#### Direction A:
In the Tappan fishing thread, what school is the nephew enrolled at?
#### Direction B:
Transcribe the part of the Tappan fishing thread starting with "Some friends have" and going on through "(Mar 27, 2006)".
BEGIN Provided text
# More halloween monsters from tappan



## Mr. Moony (Sep 10, 2008)

Took my nephew to Tappan for some more night bite fun! He caught a 30 1/2" over 10lb saugeye. Guess he wont be going again 
That makes the 2nd 10lb + saugeye we have caught so far. With a couple going 9 lb a handfull of 8 lb and lots of 7 & 6 lb. Have probably caught about 25 saugeye every one being a fish Ohio. Amazing stuff!! Would love to be able to get on these fish through the ice. Going to have to drill some serious holes this winter cause I love my ice fishing. Would be nice to not have to go to Erie to catch fish like this through the ice. Will keep up with the reports as they come. FISH ON!!


O by the way, these 5 fish weighed approx 35 lbs!


----------



## dtigers1984 (Jul 24, 2007)

You were'nt kidding about the monsters! Great job! And the picture of the clown in the background is pretty scary, too.


----------



## Mr. Moony (Sep 10, 2008)

the clown pic is some of my nephew's homework. If you think that's scary you should see some of the other stuff he does. He's enrolled at Douglas College School of Special Effects in PA. He has dreams of making it big in the special effects industry. He really gives me the creeps sometimes!! You should some of the creepy stuff they do.
O by the way, one of his teachers is Tom Seveny (the guy who made any of the great zombie movies)


----------



## husky hooker (Apr 6, 2004)

great job, some beautiful fish.


----------



## mirrocraft mike (Mar 17, 2006)

Very Nice catch Mr Moony..Guess i have been missing out as i have never fished Tappen..Hows the spring bite ?


----------



## ohiogary (Dec 14, 2006)

I really havent fished tappan very much, where is the best place to take a young one and attempt to catch a saugeye, I sure would love to see my 11 year old hook into one of those fish.


----------



## JignPig Guide (Aug 3, 2007)

You guys are catch'en 'em big time! Wow!

Did I hear you say you were having a fish fry for all of us?


----------



## Munz (Oct 27, 2009)

Hey jeff its darin,those fish are huge need any help fishing LOL.


----------



## Mean Morone (Apr 12, 2004)

Man those are dandies. Would you mind saying what technique worked so well for you? I got a lake close to me that has saugeye and would like to try some night fishing.


----------



## All Eyes (Jul 28, 2004)

Wow! Congrats on some real fall bruisers!


----------



## TIGGER (Jan 17, 2006)

Man you guys have been catching some great fish! I love the fall night bite. Keep up the great work! Those are some of the biggest saugeyes I have ever seen!


----------



## Mousse (Feb 3, 2009)

Mike,
This spring atwood was much better than tappan, but spring of 2008 I did better at tappan than atwood. I met you at the atwood launch ramp once about 2 years ago. Had my two little boys along.


----------



## All Eyes (Jul 28, 2004)

Some friends have also been doing good at Leesville for saugeye. I never thought of Leesville as a saugeye lake, but they are convincing me otherwise.


----------



## pjgraham2006 (Mar 27, 2006)

great eating enjoyyyyyyyyyyyyyyyyyyy !


----------
END Provided text
BEGIN Dataset content
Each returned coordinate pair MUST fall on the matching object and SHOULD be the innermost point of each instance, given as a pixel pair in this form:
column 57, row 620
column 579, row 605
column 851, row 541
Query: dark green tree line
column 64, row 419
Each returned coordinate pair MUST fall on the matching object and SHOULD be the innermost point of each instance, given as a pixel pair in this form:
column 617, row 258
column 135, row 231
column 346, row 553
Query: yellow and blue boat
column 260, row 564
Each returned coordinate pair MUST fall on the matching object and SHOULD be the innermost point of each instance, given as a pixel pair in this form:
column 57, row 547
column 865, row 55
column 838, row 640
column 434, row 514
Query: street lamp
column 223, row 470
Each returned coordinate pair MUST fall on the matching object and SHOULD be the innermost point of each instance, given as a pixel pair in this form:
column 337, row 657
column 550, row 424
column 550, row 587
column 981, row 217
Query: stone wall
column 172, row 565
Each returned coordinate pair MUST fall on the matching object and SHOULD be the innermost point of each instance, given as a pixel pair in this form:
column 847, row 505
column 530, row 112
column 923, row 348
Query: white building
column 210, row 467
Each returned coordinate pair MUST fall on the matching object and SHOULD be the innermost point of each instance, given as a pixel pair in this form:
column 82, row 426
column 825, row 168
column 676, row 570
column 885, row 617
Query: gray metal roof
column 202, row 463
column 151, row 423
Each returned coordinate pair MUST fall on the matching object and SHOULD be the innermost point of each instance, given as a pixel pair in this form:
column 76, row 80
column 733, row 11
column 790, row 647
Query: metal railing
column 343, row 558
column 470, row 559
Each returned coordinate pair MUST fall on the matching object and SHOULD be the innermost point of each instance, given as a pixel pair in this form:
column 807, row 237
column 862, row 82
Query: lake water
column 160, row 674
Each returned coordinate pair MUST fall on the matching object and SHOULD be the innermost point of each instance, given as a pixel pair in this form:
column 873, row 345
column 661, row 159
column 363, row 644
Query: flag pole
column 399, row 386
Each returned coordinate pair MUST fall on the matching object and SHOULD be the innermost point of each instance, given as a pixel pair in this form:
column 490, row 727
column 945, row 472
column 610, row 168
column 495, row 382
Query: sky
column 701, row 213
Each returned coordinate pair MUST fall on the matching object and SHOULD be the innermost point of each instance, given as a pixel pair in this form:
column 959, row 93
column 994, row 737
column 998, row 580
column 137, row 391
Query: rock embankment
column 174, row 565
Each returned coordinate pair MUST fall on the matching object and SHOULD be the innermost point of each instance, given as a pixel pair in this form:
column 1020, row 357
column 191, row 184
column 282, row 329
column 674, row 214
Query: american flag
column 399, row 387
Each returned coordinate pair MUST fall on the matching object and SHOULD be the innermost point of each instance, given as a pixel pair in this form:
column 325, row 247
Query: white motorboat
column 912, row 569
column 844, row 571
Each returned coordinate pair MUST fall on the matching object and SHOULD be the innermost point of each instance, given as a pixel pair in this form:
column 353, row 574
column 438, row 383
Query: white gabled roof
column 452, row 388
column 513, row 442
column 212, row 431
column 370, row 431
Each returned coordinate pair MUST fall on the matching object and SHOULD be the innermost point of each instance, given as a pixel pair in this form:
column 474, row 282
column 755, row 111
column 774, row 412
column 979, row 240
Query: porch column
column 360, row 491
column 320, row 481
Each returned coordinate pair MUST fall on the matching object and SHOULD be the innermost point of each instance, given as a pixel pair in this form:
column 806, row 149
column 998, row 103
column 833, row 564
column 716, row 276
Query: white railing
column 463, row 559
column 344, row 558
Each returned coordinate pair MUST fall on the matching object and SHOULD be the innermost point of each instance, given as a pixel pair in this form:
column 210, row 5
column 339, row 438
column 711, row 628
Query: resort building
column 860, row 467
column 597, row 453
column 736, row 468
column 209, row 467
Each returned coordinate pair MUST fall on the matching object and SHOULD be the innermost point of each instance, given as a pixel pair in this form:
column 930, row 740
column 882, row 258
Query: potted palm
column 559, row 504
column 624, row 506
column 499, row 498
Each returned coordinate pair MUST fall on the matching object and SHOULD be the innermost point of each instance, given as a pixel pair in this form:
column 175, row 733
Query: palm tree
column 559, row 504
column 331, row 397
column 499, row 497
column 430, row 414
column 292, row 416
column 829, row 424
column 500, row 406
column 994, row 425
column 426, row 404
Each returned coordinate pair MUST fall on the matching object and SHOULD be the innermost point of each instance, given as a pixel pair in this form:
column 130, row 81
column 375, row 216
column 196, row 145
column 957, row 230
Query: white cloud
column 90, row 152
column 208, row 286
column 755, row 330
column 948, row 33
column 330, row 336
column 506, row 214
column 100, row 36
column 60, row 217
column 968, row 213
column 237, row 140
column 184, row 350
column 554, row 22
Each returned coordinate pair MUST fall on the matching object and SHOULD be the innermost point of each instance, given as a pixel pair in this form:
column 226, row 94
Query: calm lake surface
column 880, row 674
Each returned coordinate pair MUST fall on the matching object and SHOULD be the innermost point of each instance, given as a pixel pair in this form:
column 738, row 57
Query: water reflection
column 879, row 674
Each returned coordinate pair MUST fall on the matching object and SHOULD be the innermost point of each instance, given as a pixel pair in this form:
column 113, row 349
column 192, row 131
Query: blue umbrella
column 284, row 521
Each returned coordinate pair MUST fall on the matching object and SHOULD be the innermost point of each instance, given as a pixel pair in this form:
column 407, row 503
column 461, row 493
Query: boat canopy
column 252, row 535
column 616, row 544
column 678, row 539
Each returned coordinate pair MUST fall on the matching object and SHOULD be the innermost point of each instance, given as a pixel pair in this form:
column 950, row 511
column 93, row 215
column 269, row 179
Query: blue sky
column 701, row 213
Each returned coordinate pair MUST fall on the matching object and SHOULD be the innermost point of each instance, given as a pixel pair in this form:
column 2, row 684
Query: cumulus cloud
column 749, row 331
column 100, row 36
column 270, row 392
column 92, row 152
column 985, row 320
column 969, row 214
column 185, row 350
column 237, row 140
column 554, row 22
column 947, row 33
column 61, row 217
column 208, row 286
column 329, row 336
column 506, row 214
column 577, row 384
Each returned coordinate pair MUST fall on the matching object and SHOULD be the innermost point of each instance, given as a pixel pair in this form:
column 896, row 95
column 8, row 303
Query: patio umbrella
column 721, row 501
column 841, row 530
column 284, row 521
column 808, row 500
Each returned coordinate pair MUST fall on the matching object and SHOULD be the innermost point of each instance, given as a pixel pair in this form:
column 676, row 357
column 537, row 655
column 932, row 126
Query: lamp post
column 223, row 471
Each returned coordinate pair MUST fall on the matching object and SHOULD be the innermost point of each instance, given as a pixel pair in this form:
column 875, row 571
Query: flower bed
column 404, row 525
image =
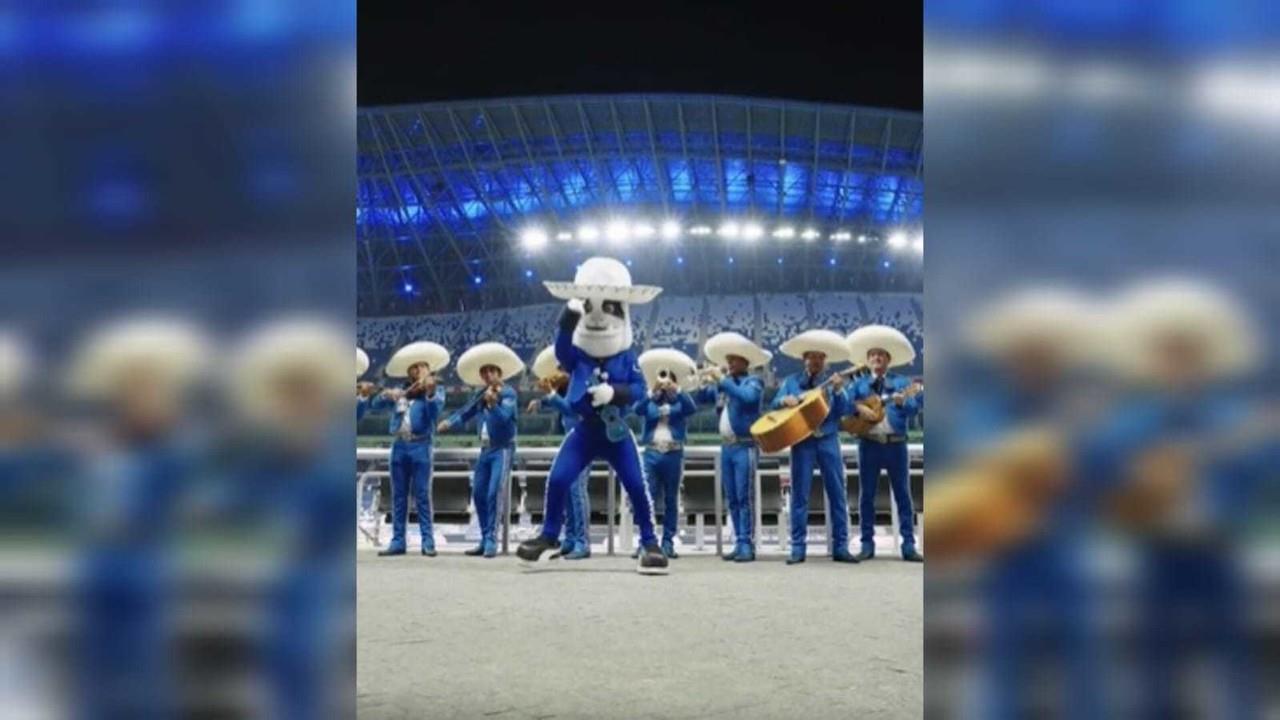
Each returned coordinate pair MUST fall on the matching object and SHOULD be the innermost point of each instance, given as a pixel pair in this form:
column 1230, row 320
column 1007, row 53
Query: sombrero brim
column 654, row 360
column 864, row 340
column 826, row 342
column 545, row 364
column 634, row 295
column 434, row 355
column 718, row 349
column 489, row 354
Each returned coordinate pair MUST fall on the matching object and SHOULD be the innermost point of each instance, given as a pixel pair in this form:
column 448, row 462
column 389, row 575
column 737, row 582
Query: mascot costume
column 593, row 345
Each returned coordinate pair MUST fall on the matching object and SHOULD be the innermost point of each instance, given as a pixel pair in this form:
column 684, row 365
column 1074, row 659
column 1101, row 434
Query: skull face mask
column 604, row 328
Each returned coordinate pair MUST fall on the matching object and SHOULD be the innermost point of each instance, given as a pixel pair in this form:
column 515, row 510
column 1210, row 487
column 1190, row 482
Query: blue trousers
column 823, row 452
column 583, row 445
column 737, row 479
column 577, row 522
column 873, row 458
column 663, row 470
column 490, row 475
column 411, row 468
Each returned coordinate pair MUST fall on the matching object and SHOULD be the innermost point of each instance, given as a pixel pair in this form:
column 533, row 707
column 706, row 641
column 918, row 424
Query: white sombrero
column 545, row 364
column 361, row 363
column 1196, row 311
column 14, row 364
column 883, row 337
column 167, row 354
column 435, row 356
column 720, row 346
column 288, row 351
column 673, row 361
column 828, row 342
column 1059, row 319
column 603, row 278
column 488, row 354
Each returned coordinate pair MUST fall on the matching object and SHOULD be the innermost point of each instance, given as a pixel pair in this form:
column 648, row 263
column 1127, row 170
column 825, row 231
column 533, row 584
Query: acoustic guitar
column 785, row 427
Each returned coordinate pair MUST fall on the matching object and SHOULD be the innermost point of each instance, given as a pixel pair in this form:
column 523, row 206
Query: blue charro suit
column 664, row 469
column 743, row 399
column 590, row 438
column 577, row 522
column 497, row 428
column 411, row 461
column 821, row 449
column 890, row 456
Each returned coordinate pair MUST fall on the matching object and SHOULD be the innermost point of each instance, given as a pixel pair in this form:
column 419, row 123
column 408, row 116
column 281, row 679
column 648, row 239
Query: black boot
column 536, row 550
column 652, row 561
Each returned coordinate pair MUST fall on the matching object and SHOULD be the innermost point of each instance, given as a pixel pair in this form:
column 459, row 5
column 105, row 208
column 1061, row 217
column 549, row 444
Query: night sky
column 429, row 50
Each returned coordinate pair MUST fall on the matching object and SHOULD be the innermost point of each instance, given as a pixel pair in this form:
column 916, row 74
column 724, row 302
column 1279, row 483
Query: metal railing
column 382, row 455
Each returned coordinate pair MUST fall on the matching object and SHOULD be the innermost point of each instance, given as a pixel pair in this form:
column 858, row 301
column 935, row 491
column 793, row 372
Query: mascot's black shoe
column 652, row 561
column 538, row 550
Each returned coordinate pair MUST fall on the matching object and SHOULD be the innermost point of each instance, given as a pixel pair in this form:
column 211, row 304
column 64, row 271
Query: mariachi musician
column 487, row 367
column 822, row 447
column 883, row 446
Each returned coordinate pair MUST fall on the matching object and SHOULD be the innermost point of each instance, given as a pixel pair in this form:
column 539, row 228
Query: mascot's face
column 604, row 328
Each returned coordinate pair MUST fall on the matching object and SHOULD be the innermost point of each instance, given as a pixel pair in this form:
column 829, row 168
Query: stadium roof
column 471, row 204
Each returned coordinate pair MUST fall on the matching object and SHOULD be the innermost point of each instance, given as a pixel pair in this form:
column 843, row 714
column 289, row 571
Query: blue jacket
column 897, row 417
column 565, row 415
column 423, row 413
column 620, row 370
column 800, row 383
column 745, row 397
column 499, row 420
column 680, row 408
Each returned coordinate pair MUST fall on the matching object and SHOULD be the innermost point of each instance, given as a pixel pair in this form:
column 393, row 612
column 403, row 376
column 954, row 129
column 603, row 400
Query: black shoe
column 652, row 561
column 538, row 548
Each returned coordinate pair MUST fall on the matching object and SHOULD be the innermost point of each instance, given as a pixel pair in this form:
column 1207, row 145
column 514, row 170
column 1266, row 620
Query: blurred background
column 176, row 288
column 1102, row 314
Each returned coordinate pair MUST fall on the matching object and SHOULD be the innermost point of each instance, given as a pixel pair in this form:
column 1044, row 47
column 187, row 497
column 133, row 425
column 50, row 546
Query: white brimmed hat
column 828, row 342
column 165, row 352
column 603, row 278
column 284, row 350
column 720, row 346
column 488, row 354
column 361, row 363
column 435, row 356
column 545, row 364
column 671, row 360
column 1060, row 319
column 883, row 337
column 1196, row 311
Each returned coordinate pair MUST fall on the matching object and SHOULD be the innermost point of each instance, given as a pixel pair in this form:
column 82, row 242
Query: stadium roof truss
column 446, row 188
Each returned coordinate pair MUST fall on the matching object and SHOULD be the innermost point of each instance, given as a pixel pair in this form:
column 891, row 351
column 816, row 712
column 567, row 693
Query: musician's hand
column 600, row 395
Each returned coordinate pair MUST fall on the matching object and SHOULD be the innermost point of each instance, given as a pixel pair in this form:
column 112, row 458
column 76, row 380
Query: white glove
column 600, row 395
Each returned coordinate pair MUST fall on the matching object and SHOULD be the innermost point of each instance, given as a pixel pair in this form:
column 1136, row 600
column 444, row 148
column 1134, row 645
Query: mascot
column 593, row 346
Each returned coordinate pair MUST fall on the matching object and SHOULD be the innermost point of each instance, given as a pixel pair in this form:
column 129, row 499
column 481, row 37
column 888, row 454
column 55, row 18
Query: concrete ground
column 457, row 637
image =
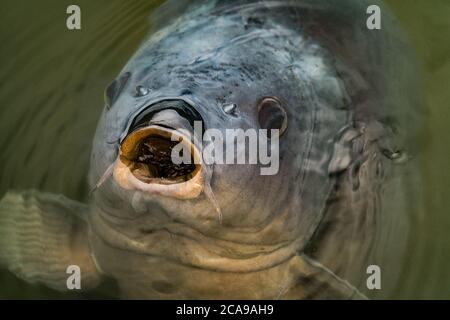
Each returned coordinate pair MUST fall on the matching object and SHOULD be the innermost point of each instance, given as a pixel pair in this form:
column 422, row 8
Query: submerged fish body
column 226, row 231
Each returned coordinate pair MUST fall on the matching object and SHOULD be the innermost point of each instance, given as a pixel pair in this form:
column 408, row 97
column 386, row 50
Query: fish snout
column 159, row 154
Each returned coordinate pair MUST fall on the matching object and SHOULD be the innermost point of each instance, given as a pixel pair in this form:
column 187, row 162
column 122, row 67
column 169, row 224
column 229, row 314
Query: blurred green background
column 49, row 74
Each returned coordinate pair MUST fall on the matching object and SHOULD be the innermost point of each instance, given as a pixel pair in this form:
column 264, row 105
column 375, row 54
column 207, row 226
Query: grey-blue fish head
column 222, row 76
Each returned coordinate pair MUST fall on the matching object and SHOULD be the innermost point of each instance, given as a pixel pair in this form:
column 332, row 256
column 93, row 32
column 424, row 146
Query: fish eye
column 271, row 115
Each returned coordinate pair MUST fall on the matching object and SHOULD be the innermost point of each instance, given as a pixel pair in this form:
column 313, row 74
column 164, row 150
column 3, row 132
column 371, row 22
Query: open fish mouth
column 146, row 163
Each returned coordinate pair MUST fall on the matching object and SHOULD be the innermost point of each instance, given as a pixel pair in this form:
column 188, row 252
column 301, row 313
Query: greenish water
column 50, row 74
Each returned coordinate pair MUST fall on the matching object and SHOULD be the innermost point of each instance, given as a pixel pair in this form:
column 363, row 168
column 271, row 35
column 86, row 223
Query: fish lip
column 188, row 189
column 153, row 101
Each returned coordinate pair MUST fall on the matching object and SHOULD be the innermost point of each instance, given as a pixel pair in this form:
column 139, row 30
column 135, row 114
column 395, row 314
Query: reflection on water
column 51, row 87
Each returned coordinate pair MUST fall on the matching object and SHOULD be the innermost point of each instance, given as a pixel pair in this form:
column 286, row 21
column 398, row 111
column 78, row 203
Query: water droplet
column 230, row 108
column 142, row 91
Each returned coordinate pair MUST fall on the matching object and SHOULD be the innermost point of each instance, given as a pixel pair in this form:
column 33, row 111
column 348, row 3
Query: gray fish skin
column 344, row 88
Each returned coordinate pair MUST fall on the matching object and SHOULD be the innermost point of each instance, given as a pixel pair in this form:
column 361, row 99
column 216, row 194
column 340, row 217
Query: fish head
column 247, row 79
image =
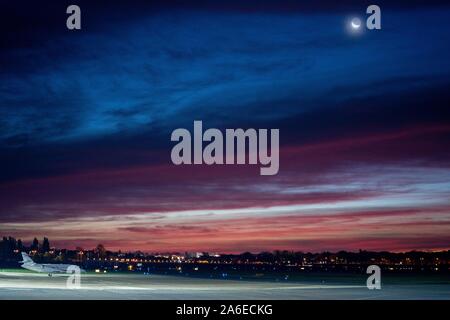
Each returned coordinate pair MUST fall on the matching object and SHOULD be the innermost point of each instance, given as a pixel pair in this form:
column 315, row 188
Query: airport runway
column 24, row 285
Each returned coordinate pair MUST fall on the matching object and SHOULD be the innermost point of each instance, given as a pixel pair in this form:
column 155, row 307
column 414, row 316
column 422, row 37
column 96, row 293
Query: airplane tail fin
column 26, row 258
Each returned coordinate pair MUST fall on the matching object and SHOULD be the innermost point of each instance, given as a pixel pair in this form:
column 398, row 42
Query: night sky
column 364, row 119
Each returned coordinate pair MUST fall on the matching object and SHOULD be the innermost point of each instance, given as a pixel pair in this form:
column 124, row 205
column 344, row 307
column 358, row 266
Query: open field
column 15, row 284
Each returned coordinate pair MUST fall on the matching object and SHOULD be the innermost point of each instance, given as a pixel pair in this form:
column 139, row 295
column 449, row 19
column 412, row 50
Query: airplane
column 50, row 268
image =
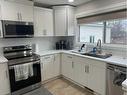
END Dataset content
#### Answer A:
Douglas College School of Special Effects in PA.

#### Answer B:
Some friends have also been doing good at Leesville for saugeye. I never thought of Leesville as a saugeye lake, but they are convincing me otherwise.


----------



## pjgraham2006 (Mar 27, 2006)